**Text provided**
#####
Civilization is a board game designed by Francis Tresham, published in the United Kingdom in 1980 by Hartland Trefoil (later by Gibsons Games), and in the United States in 1981 by Avalon Hill. The Civilization brand is now owned by Hasbro. It was out of print for many years, before Gibsons Games republished it in 2018. The game typically takes eight or more hours to play and is for two to seven players.

Civilization is widely considered to be one of the most influential games in the strategy genre, cited as foundational to both the grand strategy and 4X subgenres.

The game is also seen  the first game ever to incorporate a technology tree (or "tech tree"), a common feature in subsequent board and video games, which allows players to gain certain items and abilities only after particular other items are obtained.

Overview

The Civilization board depicts areas around the Mediterranean Sea. The board is divided into many regions. Each player plays a historic civilization and starts in the area where appropriate for that civilization, and attempts to grow and expand their empire over successive turns, trying to build the greatest civilization while minimizing the effects of calamities and war.

The goal of Civilization is to be first to advance to the final space on a table called the Archaeological Succession Table (AST). The AST starts at 8,000 B.C. and ends at 250 B.C. The AST contains fifteen spaces, and players are advanced on the AST each turn. At several points, however, certain conditions must be met (such as, the civilization must have a certain number of cities) in order to advance. Since any given civilization is unlikely to meet the advancement criteria at every stage of the AST, games usually last more than fifteen turns.

Civilization is unusual in that it does not focus on war and combat, as many games of its genre do. Instead, players are encouraged to trade and cooperate in order to advance. However, war and combat are entirely permissible, and are sometimes inevitable. In fact, the game is designed to limit players' geographical expansion possibilities, forcing them to deal with other civilizations militarily, diplomatically, or otherwise if they wish their own civilization to reach its full potential.

Gameplay

A game starts with each player having a single population token in the area based on the specific civilization represented (e.g. on the island of Crete for the Cretans or in Africa for the Egyptians).  As the first few turns progress, the population expands exponentially. Since any given area only supports so many population tokens, players need to spread out, eventually meeting the civilizations of other players. 

As each civilization grows, adding more and more population to the board, players can convert excess population into cities by gathering six population tokens in an area favoring settlement (or twelve in other areas). Each city grants a trade card to the owner, one of eleven commodities, such as iron, salt and grain. Having more cities gives access to more valuable commodities, such as bronze, spice and gold. Collecting more cards in a set gives a larger payout. For example, one salt is worth 3 points, two are worth 12 points, and three are worth 27 points. Thus, players are encouraged to trade with each other to collect sets of the same commodity. Along with trade come eight calamities such as volcanoes, famine and civil war, which destroy population and cities. Gains from trade are in turn used to purchase civilization cards, such as agriculture, coinage, philosophy and medicine, which grant special abilities and give bonuses toward future civilization card purchases.
#####
**What you will do**
1 > In the text about the Civilization board game, how many spaces are on the Archaeological Succession Table?
2 > Write what comes next in the text about the Civilization board game, starting after its last sentence.
You won't need the listing for any of this.

**Information supplied**
#####
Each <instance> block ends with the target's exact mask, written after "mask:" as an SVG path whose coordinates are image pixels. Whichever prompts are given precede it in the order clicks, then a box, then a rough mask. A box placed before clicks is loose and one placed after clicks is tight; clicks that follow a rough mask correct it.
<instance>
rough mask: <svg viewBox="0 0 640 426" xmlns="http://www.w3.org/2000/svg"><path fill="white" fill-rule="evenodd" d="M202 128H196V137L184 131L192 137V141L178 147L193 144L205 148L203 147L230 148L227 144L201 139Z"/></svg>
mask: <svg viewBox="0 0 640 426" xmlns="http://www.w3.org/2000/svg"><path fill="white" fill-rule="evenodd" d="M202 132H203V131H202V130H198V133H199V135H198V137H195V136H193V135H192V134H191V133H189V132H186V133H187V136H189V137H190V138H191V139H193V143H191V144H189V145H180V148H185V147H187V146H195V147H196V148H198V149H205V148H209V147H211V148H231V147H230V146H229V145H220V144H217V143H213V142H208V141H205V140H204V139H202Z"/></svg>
#####
**Answers per task**
1 > Fifteen.

2 >
Trade is the most important activity in Civilization. Trade cards give a player's civilization wealth, which ultimately helps their civilization advance on the AST. Many "trade sessions" can become quite vocal and exuberant as players try to out-trade one another. Since players are only required to tell the truth about one of the cards and the total points value they are trading, calamity cards can be slipped into a trade, thereby avoiding receiving the effects of the calamity.

The goal of the game is to advance (on the AST) through the Late Iron Age and become the most advanced civilization on the map board.  This is accomplished through clever game play and purchase of several high-value civilization cards.

Editions

Civilization by Hartland Trefoil (1980).

Civilization by Avalon Hill (1982): 1st edition with a cover depicting an antique Greek temple, an Egyptian fresco and some baskets; the board with the map is a one-piece multifold. 2nd edition with a cover showing three heads - a Roman legionnaire, a Greek man, and a Minoan woman above the Pyramids. The board consists of two separate pieces.

Civilization by Gibsons Games/Welt der Spiele/Piatnik (1988): English and German version. The cover shows six members from people around the Mediterranean Sea.

Civilisation by Descartes (1989): French version. The cover shows a grayhaired male, a Roman temple and the Pyramids in the background.

Civilisation by Gibsons (2018): UK version. The cover shows a Roman officer and an Egyptian noblewoman.

Expansions

Advanced Civilization (1991) 

The Advanced Civilization expansion contains simplified trading rules and gives every civilization the possibility to buy all civilization advances.  It also adds more trading cards, civilization advances, calamities and rules for up to eight players.  It contains all the cards available in the Trade Card Set (below).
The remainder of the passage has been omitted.